### Page text
********
After the German "Wars of Liberation" against Napoleon and the French occupation, many people were bitter about dreams of German national unity shattered after the 1815 Congress of Vienna. Democratic reforms were stalled, and governments had cracked down on press freedom and rights of association.

On 12 June 1815 several corporated students at the University of Jena founded the Urburschenschaft organization in order to encourage German unity at the university. Many of them had participated as voluntary soldiers on the fields against Napoleon, e.g. in the Lützow Free Corps, the black-red-gold colour scheme of which was adopted for the Flag of Germany. The German students demonstrated for a national state and a liberal constitution condemning the "reactionary" forces in the newly recreated states of the German Confederation. At least, a constitution for the German state of Saxe-Weimar-Eisenach including articles on freedom of speech, press and assembly was amended by Grand Duke Karl August in 1816.
********
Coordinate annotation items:
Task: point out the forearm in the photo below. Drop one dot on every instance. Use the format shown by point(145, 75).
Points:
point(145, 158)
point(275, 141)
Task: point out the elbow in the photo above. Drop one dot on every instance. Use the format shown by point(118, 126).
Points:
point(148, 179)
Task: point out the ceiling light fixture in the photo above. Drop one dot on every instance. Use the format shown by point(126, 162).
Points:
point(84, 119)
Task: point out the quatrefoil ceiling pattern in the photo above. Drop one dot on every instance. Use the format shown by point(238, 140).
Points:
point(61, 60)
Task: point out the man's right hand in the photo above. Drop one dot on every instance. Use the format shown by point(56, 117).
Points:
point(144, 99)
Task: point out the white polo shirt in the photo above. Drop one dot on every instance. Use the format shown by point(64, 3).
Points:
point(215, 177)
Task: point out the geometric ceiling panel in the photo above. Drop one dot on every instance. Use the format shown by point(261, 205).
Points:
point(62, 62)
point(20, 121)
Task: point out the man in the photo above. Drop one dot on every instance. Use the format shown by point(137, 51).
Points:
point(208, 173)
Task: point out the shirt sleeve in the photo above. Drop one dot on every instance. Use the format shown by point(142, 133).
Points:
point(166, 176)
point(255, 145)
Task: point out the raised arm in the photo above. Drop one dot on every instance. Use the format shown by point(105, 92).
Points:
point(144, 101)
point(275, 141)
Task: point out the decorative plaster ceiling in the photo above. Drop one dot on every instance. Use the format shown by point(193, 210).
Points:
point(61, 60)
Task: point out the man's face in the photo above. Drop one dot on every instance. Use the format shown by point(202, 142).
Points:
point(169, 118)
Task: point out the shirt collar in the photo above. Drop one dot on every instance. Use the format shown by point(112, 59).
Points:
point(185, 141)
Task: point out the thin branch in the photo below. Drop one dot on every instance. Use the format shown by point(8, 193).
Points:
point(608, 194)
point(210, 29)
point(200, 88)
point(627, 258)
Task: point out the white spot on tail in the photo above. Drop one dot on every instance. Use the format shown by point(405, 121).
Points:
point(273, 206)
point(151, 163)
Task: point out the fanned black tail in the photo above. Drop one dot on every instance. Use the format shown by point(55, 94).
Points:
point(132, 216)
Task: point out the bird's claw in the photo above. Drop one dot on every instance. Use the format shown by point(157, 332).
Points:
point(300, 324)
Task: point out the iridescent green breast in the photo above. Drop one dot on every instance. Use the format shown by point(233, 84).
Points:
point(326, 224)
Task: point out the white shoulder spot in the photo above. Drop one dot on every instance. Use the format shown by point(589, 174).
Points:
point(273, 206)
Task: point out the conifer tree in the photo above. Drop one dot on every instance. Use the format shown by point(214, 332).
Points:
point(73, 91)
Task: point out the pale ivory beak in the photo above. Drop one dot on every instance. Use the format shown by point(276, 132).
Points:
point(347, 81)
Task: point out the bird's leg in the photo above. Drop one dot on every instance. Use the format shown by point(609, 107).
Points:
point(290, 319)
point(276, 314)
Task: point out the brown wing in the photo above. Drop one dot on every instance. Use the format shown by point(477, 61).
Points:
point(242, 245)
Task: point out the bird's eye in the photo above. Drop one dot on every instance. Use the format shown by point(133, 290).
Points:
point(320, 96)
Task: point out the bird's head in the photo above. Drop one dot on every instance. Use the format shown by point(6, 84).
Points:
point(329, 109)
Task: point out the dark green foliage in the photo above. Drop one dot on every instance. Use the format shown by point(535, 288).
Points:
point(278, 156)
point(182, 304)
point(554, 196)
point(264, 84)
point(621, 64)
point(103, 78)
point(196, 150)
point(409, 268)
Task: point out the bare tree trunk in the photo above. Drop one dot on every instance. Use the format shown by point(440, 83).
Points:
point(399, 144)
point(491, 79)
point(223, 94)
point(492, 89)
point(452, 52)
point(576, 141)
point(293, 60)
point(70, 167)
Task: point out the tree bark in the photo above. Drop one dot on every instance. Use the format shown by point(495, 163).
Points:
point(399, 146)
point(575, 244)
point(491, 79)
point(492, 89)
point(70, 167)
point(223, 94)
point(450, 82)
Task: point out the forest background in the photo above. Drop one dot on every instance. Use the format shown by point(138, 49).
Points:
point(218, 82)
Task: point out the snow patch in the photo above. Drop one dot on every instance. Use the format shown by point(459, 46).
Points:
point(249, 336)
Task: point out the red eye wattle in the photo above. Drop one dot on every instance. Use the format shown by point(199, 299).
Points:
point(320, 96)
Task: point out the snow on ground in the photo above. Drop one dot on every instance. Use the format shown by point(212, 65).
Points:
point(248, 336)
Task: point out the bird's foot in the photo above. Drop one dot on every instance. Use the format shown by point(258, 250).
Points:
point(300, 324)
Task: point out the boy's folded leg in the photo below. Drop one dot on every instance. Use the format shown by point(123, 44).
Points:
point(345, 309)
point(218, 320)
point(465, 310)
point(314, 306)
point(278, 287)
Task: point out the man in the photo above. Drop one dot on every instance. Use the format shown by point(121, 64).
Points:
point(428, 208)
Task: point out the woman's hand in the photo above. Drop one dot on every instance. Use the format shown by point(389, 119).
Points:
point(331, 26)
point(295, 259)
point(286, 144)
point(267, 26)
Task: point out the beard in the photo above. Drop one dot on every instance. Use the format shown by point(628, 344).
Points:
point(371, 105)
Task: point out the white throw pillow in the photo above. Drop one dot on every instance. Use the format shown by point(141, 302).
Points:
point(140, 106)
********
### Given request
According to the passage on German unity, who amended the Saxe-Weimar-Eisenach constitution in 1816?

### Written solution
Grand Duke Karl August